Extracted data entries:
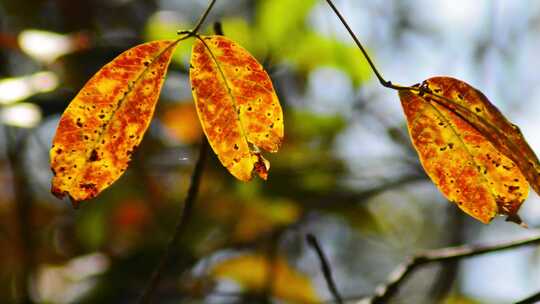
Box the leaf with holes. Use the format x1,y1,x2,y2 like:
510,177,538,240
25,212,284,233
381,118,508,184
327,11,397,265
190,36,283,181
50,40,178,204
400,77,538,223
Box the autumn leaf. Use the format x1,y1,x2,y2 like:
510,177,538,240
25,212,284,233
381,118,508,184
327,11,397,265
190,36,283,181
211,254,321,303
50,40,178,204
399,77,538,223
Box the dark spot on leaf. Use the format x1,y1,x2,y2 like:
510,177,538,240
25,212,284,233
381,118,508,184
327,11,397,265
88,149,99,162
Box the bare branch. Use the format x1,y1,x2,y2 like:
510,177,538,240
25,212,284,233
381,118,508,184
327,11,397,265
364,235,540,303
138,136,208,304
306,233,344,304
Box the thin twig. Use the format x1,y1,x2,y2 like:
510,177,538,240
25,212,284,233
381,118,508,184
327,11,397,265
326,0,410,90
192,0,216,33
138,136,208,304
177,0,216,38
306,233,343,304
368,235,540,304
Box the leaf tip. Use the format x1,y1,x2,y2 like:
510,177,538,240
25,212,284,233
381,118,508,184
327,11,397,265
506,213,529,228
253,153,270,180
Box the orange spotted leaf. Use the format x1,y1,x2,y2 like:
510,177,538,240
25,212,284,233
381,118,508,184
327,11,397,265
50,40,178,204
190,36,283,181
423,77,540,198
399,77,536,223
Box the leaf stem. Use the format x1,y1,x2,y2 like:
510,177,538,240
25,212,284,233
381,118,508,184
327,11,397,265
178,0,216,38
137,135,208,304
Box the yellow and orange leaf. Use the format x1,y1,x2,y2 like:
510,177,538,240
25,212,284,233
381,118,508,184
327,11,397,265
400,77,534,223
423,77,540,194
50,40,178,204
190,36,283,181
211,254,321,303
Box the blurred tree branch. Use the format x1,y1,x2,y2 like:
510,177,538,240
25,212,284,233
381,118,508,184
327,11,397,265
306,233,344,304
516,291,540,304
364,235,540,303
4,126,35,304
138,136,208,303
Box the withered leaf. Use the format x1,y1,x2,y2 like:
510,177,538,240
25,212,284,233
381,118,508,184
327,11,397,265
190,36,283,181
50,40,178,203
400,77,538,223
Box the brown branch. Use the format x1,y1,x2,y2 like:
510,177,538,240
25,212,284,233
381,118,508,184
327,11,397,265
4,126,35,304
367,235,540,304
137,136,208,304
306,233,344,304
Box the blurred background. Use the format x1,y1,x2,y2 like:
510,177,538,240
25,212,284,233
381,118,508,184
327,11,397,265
--
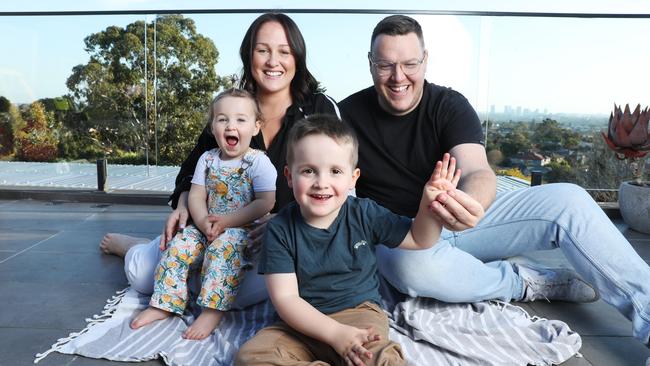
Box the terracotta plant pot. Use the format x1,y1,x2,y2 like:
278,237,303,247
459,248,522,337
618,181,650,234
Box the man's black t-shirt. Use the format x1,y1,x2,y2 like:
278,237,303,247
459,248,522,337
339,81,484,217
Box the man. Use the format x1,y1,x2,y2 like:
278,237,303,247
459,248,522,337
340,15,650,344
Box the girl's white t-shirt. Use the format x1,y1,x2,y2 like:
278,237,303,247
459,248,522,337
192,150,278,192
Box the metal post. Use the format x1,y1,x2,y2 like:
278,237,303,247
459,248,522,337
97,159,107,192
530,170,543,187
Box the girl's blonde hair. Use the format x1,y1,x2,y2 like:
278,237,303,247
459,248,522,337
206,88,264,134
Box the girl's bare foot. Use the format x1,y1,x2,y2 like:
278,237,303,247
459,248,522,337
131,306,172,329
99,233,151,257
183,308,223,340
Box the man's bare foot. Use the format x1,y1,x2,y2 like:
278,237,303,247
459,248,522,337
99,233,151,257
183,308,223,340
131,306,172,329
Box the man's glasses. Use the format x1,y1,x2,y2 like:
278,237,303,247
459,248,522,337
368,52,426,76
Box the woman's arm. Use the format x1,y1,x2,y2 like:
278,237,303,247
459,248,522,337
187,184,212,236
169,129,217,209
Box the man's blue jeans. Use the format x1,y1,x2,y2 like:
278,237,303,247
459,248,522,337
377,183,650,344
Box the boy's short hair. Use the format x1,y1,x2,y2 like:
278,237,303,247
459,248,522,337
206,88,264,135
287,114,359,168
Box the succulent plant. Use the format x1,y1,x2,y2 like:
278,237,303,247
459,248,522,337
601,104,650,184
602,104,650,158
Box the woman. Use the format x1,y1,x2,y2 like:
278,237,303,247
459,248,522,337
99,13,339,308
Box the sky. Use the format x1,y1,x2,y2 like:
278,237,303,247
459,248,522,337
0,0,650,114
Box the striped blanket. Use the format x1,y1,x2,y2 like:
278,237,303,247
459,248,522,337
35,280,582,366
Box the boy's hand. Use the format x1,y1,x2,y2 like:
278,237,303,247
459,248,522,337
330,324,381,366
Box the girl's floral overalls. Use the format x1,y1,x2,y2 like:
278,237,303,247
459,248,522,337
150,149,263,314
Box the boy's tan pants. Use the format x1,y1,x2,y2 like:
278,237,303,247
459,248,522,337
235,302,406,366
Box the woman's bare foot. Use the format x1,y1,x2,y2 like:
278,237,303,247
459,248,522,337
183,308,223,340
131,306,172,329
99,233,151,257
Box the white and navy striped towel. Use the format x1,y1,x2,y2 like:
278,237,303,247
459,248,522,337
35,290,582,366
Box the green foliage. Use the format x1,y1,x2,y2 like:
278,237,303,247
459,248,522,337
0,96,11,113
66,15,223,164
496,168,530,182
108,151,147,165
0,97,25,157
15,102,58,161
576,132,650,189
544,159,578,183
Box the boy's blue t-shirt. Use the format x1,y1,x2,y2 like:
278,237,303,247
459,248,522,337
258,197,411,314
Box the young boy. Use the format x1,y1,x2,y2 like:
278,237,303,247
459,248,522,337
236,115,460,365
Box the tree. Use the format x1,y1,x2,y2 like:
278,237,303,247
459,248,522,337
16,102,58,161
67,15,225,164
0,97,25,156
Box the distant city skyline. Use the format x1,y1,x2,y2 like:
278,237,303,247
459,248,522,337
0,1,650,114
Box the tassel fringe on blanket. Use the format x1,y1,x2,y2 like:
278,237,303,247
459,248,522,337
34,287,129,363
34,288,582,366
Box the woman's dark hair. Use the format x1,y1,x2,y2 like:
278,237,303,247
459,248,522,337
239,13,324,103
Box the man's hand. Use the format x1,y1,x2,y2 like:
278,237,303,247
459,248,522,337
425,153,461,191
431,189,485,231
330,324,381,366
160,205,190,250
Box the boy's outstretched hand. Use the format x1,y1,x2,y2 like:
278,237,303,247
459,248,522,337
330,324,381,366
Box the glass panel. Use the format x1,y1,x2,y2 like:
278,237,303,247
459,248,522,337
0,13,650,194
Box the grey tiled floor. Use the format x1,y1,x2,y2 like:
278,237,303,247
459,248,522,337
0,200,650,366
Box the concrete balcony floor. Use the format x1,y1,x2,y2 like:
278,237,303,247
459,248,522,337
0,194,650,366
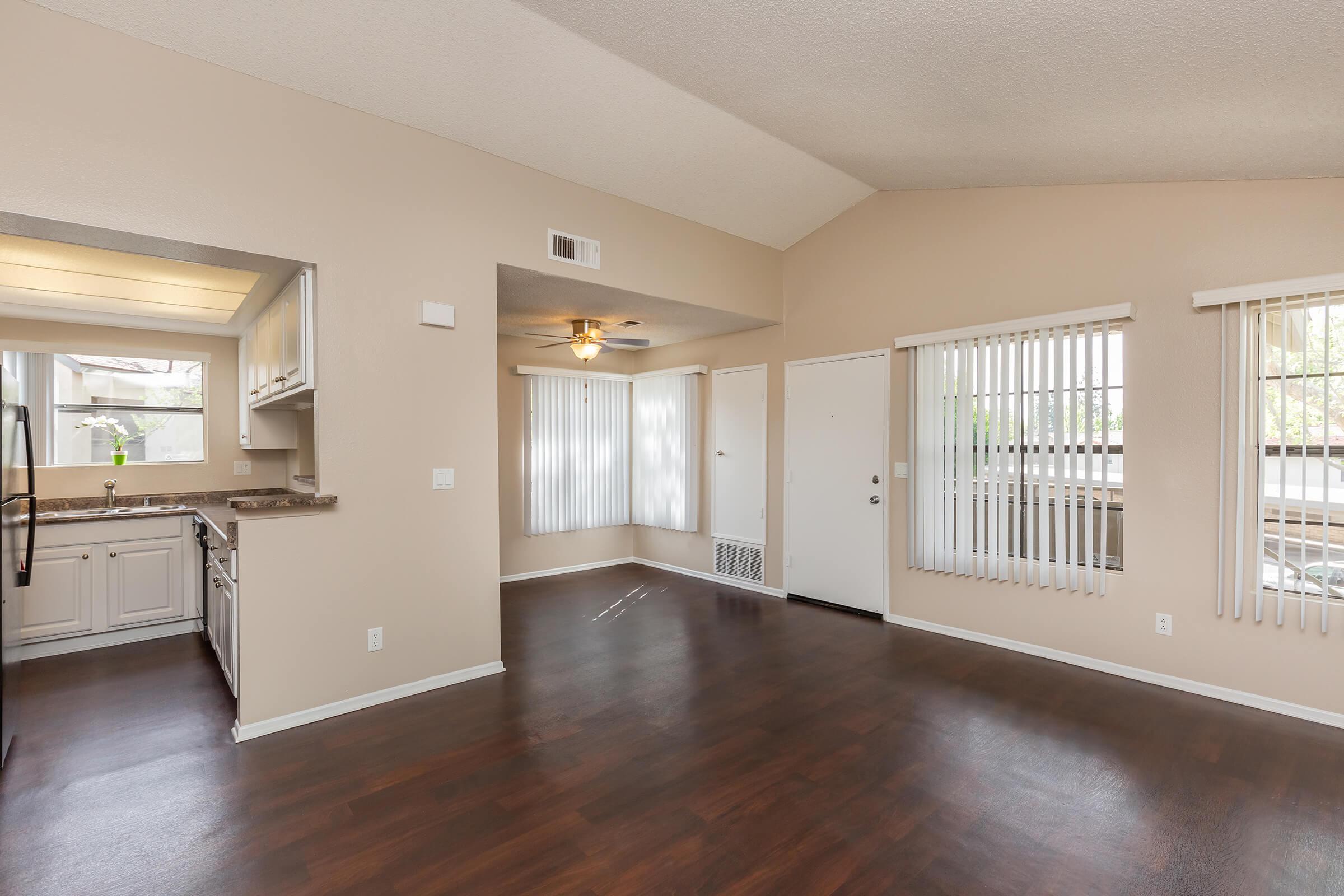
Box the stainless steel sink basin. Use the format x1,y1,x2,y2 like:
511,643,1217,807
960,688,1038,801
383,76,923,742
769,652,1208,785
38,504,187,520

### Aim of the exercise
Please extract the records starting with the line that contains "Box the woman." and going on through the line that contains "160,205,190,250", and copy those lines without any change.

### Response to this exercise
Box the woman. Use the format x1,y1,x2,y2 like:
278,237,303,247
459,248,522,337
99,13,339,308
Box the sky. Use the format x1,y1,x2,y2 like:
278,237,303,247
459,248,522,337
0,0,650,114
Box the striped blanket. Use the format x1,y1,x2,y2 like:
278,237,303,247
459,248,522,337
35,280,582,366
Box the boy's hand. Use the format x1,y1,x2,y2 like:
278,237,303,247
459,248,522,337
330,324,381,366
Box the girl's floral overalls. Use the format x1,y1,x2,y2 like:
278,237,303,247
459,248,522,337
150,149,263,314
Box the boy's tan pants. Use the format x1,y1,x2,y2 like:
278,237,303,247
459,248,522,337
235,302,406,366
Box the woman's bare foot. Use the format x1,y1,x2,y2 like:
278,237,303,247
459,248,522,337
183,308,223,340
131,306,172,329
99,233,151,257
Box the white and navy striped towel. Use the format x1,y1,x2,y2 like:
278,237,303,247
459,248,522,337
35,290,582,366
Box the green foliage. Use the format x1,y1,x2,y2 like:
278,237,303,247
459,248,522,337
0,96,11,113
66,15,223,164
496,168,530,182
108,151,147,165
0,97,25,157
15,102,58,161
576,132,650,189
544,159,578,183
Box the boy's blue t-shirt. Use the format x1,y1,x2,y2 like:
278,237,303,247
459,248,522,337
258,197,411,314
Box the young boy. Use the format x1,y1,x2,y2 like:
278,237,303,247
459,248,522,337
236,115,460,365
Box the tree. Use the format x1,y1,x2,y2 like:
278,237,303,247
459,248,522,337
16,102,58,161
67,15,225,164
0,97,25,156
Box the distant city skyline. Use the format x1,y1,x2,y2 like:
278,237,303,247
459,248,522,337
0,1,650,114
Box the tassel fringe on blanket. Use the format x1,y1,x2,y2 like:
278,237,303,247
459,248,522,337
34,287,129,363
34,288,582,366
Box the woman's dark hair. Use the format x1,y1,x2,y2 like:
278,237,303,247
459,248,522,337
239,13,324,103
Box the man's hand. Use the format x1,y1,x2,y2 like:
278,237,303,247
459,248,522,337
425,153,461,191
431,189,485,231
330,324,381,366
160,205,190,250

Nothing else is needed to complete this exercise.